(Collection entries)
● ● ● ● ● ● ●

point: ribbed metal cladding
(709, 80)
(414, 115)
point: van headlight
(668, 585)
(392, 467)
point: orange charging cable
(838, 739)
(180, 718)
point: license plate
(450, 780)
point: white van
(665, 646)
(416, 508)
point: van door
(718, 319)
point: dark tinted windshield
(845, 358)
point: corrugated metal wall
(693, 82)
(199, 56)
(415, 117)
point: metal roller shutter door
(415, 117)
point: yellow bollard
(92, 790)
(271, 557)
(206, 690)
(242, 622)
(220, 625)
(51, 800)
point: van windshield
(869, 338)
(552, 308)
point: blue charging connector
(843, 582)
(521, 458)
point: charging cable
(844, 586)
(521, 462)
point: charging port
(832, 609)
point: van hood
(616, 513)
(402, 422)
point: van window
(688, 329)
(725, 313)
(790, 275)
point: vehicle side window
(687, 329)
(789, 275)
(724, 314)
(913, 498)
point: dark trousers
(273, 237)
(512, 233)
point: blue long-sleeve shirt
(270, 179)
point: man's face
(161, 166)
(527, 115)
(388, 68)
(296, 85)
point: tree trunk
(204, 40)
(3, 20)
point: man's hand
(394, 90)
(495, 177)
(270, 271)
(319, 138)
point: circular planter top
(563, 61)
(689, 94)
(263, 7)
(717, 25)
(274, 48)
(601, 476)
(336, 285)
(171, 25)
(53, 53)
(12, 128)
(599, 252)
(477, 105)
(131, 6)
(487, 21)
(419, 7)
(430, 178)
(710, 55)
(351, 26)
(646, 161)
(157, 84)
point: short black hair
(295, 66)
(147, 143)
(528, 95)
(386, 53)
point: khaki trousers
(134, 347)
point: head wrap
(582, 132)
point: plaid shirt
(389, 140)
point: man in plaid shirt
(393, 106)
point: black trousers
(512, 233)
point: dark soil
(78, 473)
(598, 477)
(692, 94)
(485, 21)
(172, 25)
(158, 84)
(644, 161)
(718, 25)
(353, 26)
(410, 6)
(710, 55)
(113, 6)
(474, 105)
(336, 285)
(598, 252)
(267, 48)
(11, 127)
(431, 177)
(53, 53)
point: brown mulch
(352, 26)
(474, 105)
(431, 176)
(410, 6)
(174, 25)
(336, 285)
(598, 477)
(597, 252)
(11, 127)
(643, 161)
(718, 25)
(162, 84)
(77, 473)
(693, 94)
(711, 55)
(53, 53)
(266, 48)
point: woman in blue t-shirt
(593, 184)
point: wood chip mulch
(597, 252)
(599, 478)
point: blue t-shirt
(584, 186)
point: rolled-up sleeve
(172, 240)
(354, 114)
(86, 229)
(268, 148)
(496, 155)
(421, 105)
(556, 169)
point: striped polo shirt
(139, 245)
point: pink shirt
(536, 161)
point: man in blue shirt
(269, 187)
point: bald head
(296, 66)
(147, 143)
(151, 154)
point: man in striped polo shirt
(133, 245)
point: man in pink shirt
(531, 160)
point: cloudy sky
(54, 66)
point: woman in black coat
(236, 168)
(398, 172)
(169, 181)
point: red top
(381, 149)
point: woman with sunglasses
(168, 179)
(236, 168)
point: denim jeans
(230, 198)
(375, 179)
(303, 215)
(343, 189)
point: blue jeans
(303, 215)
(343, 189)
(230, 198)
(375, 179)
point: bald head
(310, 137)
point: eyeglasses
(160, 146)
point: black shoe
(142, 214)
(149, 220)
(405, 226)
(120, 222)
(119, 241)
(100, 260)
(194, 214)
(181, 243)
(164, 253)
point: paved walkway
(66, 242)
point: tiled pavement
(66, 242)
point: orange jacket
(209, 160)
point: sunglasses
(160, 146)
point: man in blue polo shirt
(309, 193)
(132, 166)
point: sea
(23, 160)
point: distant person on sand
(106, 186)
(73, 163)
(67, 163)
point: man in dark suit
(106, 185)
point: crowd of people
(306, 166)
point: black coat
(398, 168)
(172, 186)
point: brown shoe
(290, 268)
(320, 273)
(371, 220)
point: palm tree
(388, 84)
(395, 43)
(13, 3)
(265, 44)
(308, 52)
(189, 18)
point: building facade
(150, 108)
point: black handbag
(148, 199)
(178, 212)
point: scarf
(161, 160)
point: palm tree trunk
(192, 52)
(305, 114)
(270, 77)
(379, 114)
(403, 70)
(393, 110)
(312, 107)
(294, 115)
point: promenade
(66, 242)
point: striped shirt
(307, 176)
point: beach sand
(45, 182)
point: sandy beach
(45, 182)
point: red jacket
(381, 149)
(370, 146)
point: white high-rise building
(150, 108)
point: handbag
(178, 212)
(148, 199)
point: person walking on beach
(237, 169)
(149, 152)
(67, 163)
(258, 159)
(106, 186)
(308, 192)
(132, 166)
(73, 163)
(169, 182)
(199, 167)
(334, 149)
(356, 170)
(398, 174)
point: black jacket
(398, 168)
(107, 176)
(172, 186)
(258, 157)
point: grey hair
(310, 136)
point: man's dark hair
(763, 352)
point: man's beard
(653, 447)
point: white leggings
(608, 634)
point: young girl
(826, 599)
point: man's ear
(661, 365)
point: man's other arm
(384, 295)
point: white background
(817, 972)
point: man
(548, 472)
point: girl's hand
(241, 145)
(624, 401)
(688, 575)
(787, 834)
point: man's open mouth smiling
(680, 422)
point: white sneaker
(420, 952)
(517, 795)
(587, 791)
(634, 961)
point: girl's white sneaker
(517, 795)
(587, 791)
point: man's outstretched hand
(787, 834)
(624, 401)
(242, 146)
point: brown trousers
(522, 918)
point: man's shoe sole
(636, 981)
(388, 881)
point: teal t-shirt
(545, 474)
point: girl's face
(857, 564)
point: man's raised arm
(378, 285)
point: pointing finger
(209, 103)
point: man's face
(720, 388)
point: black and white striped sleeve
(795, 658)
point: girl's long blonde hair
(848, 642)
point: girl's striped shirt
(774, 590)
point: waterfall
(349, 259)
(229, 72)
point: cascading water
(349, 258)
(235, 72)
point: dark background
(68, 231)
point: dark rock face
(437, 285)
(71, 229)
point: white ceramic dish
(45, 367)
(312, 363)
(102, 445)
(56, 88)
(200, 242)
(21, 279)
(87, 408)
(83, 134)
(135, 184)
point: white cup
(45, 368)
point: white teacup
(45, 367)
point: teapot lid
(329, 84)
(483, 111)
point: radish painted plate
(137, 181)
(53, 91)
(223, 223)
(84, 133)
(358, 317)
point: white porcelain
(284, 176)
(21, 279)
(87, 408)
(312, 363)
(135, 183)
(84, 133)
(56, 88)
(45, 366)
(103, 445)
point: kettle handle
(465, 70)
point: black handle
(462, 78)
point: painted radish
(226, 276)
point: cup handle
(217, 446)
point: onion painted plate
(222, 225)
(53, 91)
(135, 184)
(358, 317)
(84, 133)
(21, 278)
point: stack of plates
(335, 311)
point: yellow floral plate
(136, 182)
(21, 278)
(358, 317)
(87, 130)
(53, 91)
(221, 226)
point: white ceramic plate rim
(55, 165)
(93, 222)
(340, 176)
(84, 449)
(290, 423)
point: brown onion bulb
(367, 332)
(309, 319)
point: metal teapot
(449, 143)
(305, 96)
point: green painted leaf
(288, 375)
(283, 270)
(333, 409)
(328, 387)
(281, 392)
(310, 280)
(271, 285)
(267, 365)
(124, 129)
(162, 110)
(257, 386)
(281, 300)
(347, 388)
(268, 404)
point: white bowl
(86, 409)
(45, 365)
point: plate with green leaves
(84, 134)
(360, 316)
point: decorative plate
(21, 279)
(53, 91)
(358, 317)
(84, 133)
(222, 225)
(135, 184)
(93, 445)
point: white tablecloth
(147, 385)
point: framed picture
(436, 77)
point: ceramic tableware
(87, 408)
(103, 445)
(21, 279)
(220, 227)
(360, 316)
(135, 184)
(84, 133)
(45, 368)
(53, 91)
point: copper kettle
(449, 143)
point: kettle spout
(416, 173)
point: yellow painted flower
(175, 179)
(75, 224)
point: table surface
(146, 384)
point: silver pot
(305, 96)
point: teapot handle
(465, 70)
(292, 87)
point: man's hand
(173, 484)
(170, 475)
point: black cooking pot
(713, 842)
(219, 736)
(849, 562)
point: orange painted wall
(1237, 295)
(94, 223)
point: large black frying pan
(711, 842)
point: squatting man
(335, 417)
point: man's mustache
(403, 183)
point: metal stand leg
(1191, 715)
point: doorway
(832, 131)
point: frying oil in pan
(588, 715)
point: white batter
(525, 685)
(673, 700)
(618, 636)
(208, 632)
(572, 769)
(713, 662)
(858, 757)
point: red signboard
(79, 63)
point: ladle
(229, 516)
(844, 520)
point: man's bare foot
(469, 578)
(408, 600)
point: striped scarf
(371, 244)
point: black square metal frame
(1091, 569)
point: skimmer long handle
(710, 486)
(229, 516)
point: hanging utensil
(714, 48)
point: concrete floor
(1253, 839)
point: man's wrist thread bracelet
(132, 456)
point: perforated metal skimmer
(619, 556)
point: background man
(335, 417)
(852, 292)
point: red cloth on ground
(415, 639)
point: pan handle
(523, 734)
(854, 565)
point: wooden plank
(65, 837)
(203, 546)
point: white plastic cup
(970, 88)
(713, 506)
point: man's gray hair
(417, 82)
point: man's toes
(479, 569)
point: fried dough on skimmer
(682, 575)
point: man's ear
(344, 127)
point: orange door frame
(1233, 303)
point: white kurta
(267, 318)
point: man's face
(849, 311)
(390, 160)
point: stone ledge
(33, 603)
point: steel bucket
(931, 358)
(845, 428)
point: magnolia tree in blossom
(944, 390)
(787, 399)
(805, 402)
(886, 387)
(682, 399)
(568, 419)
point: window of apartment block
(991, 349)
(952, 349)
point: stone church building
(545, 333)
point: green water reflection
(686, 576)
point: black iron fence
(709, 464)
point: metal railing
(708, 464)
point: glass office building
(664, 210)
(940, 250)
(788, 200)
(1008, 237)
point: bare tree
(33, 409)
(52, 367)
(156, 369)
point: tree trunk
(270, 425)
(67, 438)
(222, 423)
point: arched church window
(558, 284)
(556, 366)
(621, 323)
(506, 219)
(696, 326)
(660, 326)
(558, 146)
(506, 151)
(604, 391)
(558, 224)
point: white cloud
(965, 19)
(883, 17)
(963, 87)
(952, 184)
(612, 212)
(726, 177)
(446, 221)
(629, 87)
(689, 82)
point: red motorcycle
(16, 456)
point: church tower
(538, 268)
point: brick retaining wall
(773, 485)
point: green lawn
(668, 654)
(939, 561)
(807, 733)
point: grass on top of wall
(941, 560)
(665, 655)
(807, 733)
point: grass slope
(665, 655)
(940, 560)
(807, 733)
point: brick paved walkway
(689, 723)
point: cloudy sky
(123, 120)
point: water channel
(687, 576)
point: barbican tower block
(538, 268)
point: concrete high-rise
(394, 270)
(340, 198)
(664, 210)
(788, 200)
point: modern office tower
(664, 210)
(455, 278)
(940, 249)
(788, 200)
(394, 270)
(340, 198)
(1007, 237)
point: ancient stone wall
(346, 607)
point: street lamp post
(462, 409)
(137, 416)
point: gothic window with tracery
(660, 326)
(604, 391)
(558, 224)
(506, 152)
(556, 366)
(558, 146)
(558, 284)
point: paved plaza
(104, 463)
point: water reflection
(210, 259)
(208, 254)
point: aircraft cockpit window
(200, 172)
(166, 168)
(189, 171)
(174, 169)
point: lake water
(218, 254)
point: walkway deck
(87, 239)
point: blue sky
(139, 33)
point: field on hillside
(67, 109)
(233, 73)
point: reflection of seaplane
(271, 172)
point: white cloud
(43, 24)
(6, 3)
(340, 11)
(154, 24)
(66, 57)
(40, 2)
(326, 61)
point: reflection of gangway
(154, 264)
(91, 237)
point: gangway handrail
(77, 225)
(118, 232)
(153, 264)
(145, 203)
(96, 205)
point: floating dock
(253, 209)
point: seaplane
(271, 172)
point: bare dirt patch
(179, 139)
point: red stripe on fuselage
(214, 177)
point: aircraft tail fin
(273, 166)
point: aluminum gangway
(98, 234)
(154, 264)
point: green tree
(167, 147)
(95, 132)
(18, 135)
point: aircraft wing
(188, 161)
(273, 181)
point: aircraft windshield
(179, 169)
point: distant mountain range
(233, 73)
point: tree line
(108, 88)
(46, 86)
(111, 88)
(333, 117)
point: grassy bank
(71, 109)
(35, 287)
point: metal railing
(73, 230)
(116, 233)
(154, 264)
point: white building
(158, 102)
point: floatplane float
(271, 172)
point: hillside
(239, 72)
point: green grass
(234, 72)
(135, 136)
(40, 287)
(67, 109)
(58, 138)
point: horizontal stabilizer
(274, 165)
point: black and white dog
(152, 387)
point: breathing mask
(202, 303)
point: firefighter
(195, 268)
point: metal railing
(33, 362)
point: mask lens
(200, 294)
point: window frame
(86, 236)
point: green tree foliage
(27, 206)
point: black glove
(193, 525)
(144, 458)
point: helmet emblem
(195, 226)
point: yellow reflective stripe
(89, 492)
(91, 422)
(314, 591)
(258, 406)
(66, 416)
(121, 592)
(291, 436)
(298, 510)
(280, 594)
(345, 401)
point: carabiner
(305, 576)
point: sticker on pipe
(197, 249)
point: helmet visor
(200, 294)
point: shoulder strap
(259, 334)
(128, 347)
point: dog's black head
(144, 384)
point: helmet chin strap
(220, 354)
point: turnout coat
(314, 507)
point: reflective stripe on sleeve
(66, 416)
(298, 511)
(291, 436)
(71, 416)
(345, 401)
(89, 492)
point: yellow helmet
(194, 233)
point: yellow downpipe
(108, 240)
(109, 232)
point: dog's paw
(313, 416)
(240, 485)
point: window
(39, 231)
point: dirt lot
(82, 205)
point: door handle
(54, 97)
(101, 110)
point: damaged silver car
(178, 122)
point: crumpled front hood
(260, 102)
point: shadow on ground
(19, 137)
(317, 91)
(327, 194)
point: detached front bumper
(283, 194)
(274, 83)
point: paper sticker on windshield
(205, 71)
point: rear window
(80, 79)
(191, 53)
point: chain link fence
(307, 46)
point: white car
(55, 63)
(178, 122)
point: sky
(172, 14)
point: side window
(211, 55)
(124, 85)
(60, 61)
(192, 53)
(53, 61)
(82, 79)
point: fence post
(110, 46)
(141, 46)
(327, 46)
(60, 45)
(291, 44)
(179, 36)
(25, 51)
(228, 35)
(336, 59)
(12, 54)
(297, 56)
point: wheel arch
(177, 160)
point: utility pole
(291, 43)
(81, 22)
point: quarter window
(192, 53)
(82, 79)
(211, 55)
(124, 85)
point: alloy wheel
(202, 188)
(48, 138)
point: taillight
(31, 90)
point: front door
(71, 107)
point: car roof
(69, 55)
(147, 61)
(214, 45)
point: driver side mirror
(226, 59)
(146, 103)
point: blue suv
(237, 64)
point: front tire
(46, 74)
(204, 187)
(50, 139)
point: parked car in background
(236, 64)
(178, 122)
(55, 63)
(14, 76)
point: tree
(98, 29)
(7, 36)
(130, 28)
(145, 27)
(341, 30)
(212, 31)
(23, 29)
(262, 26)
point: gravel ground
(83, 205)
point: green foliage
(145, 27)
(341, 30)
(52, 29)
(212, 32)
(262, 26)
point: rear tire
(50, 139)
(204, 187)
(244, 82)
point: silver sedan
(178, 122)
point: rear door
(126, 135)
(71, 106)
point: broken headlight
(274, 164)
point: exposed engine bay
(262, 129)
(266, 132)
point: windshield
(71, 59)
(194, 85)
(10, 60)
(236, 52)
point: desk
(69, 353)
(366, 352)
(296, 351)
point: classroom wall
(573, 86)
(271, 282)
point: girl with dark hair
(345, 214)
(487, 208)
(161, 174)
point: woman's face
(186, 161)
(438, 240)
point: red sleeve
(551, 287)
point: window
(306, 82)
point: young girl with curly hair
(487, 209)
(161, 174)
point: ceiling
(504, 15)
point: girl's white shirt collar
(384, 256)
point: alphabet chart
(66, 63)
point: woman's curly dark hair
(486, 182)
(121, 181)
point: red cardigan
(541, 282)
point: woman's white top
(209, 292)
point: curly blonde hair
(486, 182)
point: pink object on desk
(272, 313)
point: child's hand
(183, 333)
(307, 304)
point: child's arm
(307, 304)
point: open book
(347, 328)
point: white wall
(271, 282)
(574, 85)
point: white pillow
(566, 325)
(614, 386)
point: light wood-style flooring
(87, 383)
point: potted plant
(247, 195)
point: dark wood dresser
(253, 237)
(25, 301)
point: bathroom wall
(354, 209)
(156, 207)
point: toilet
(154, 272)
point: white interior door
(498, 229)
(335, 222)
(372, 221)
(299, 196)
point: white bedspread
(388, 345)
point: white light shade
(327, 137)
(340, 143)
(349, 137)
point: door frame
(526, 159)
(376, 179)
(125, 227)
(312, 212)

● ● ● ● ● ● ●

◆ What the task asks ◆
Take the lines above from the one holding "point: girl with dark hair" to the last and output them exactly.

◆ Written solution ◆
point: girl with dark hair
(345, 214)
(487, 208)
(161, 174)
point: woman's face
(186, 161)
(438, 240)
point: red sleeve
(551, 287)
point: window
(306, 82)
point: young girl with curly hair
(487, 209)
(161, 174)
point: ceiling
(504, 15)
point: girl's white shirt collar
(384, 256)
point: alphabet chart
(66, 63)
point: woman's curly dark hair
(486, 182)
(121, 181)
point: red cardigan
(541, 282)
point: woman's white top
(209, 292)
point: curly blonde hair
(486, 182)
point: pink object on desk
(272, 313)
point: child's hand
(183, 333)
(307, 304)
point: child's arm
(307, 304)
point: open book
(347, 328)
point: white wall
(271, 282)
(574, 85)
point: white pillow
(566, 325)
(614, 386)
point: light wood-style flooring
(87, 383)
point: potted plant
(247, 195)
point: dark wood dresser
(253, 237)
(25, 301)
point: bathroom wall
(354, 209)
(156, 207)
point: toilet
(154, 272)
point: white interior door
(498, 229)
(335, 222)
(372, 221)
(299, 196)
point: white bedspread
(388, 345)
point: white light shade
(327, 137)
(340, 143)
(349, 137)
point: door frame
(526, 159)
(376, 179)
(125, 227)
(312, 212)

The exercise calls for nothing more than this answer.